Top of Data to use
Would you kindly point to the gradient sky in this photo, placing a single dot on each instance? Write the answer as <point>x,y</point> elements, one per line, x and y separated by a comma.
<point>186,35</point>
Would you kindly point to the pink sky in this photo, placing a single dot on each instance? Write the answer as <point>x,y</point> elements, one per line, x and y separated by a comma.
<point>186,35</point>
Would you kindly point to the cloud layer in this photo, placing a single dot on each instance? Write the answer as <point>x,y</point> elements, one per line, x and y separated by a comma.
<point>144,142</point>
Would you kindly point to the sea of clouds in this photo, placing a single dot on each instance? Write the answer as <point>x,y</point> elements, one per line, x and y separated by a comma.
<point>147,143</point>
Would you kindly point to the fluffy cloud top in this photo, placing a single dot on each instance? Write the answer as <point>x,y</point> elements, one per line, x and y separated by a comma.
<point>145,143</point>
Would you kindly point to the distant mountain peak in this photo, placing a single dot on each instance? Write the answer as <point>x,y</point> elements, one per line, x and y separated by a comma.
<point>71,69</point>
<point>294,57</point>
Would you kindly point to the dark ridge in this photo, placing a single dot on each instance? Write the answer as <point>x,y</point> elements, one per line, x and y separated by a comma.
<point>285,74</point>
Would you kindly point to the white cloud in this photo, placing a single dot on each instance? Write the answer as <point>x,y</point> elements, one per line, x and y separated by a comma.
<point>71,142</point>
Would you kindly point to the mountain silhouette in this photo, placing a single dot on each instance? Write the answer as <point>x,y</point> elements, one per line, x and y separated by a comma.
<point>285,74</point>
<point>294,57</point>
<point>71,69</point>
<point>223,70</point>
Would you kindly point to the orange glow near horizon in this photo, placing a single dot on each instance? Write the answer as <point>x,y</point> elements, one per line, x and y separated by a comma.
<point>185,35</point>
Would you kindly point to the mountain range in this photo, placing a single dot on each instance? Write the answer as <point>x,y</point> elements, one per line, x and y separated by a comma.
Bottom of Data to use
• Task instructions: With the line containing "Would you kindly point to the distant" as the start and the last line of the entries as the end, print that whole span exactly.

• Output for this exercise:
Would you kindly point to the distant mountain peak in this photo, placing a single dot on each instance? Write the answer as <point>x,y</point> elements, one per line, x and y separated by a comma.
<point>71,69</point>
<point>294,57</point>
Would you kindly point to the dark ridge in this photo, placing a single dot on each instance? Write the answer as <point>x,y</point> elements, one per line, x and y separated by a comma.
<point>285,74</point>
Would you kindly point to the white cloud in this photo, placing a single dot on each instance? Write the answer as <point>x,y</point> elements, one per line, x and y separated by a comma.
<point>71,142</point>
Would you kindly point to the mountain silhouette in this photo, placing a single dot on each instance? Write the answer as <point>x,y</point> elements, one per line, x and y separated by a comma.
<point>285,74</point>
<point>294,57</point>
<point>71,69</point>
<point>223,70</point>
Would you kindly point to the orange glow near horizon in this photo, placing a single dot on each instance? Write the answer as <point>x,y</point> elements, one per line, x and y separated by a comma.
<point>185,35</point>
Would you kindly point to the mountain range in this photo, placing a single dot on each instance? Write the answer as <point>x,y</point> elements, one per line, x and y separated by a comma.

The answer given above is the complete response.